What I find a little more curious is no successor in 2021-2022, and that it wasn’t until August 2022 that GPT-4 finished training, with what sounds like about 6 months of training, so it hadn’t even started until like February 2022. This is a bit odd. The vibe I had been getting, particularly from the Altman ACX meetup, was that GPT-4 was considerably firmer than ‘we’ll start training GPT-4 for real in, idk, a year or whenever we get around to it, it’s nbd’. Particularly with so much going on in scaling in general.
One working hypothesis I had was that they were planning on something much more impressive than GPT-4 is (or at least, appears to be), but that doesn’t seem to be the case. GPT-4, as described, looks more or less like, ‘what if the scaling hypothesis was true and then DALL-E 1 but way bigger and mostly just text?’ Or to put it another way, what we see looks an awful lot like what you might’ve predicted in May 2020 as the immediate obvious followup, not what you might’ve predicted in February 2022 as the followup. That is, GPT-3 would’ve been finalized around like June 2019 & halted around Dec 2019 IIRC, and GPT-4 around February 2022 - but it just doesn’t look like 3 years of advancement, by that many researchers I respect that much while just the known published results elsewhere are so amazing. (Yes, Whisper, CLIP, DALL-E 2, GPT-f etc, but not sure that’s enough.) So I definitely feel like I am missing something in my understanding, but I’m unsure if it’s some major advance hiding inside their pointed omission of all details or if there was some sort of major R&D mishap where they invested a lot of effort into a failed MoE approach, or what.

Data shown:
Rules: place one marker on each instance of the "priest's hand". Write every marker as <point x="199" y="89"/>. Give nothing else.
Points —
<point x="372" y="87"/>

Problem statement: According to the text above about GPT-4's training timeline, in what month and year did GPT-4 finish training?

Answer below: August 2022